Hello team,
Is there a way to the predicted transcripts for all the TEST set with WER? At present (v0.60) shows the WER only for a few (~10) test transcripts.
Kindly guide.
Hello team,
Is there a way to the predicted transcripts for all the TEST set with WER? At present (v0.60) shows the WER only for a few (~10) test transcripts.
Kindly guide.
The first line, before the samples are shown, is the WER/CER for the entire set.
Adding to Reuben, I usually run it just with the test_files param and set
--test_output_file "/xxx/out.txt" \
--report_count 50 \
If you want to dig deeper, try the benchmarkstt repo on the out.txt file.
@reuben: I meant I want to get the predicted transcripts for the entire test set with WER for each transcript. Is there a way to get it? Kindly guide.
@othiele: Thank you, will try it out.
Either set report_count = test_size or check the output file, it lists it for all inputs.
Thank you @othiele, it worked. But the file is in default ASCII format. I tried
iconv -f ASCII -t UTF-8 out.txt > “out_utf8.txt”
but it didn’t work. You did you handle it?
{
"char_distance": 35,
"word_length": 3,
"wer": 2.6666666666666665,
"char_length": 26,
"loss": 208.03085327148438,
"src": "beim vorliegenden gesch\u00e4ft",
"word_distance": 8,
"wav_filename": "/media/data/LTLab.lan/agarwal/german-speech-corpus/swiss_german/clips/35795.wav",
"res": "die kollegen und kolleginnen wie marie den elfte",
"cer": 1.3461538461538463
}
It’s this problem: https://stackoverflow.com/a/18337754/346048
I’ll make a PR for a fix. Alternatively you can load the file using Python and apply a fix locally so you don’t have to re-run the test epoch.

[WHAT THE EXERCISE ASKS] According to the forum thread on test-set error rates, what does the first line show before the samples appear?

[DATA SEGMENT]
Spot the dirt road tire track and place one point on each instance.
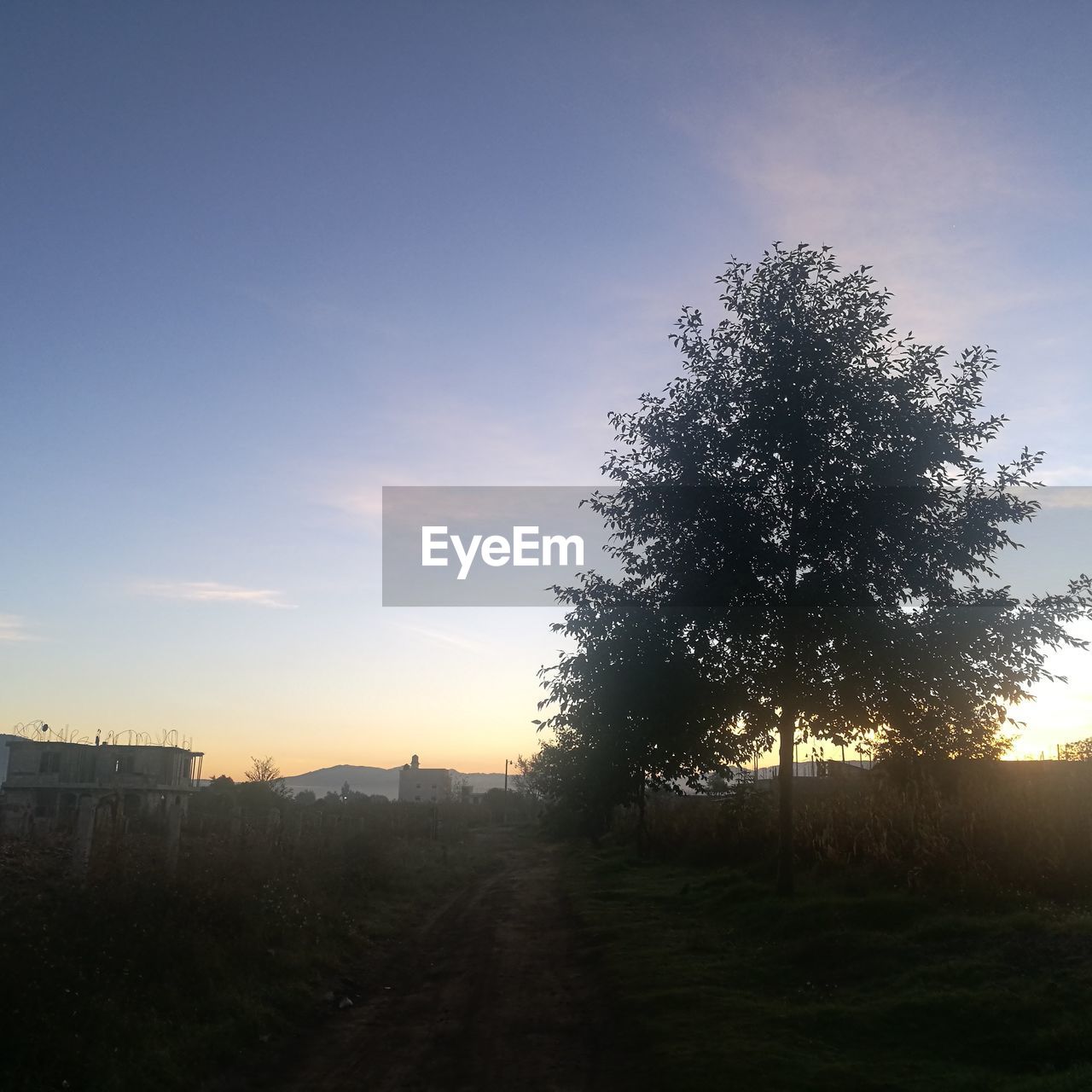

[RIGHT ANSWER] The WER/CER for the entire set.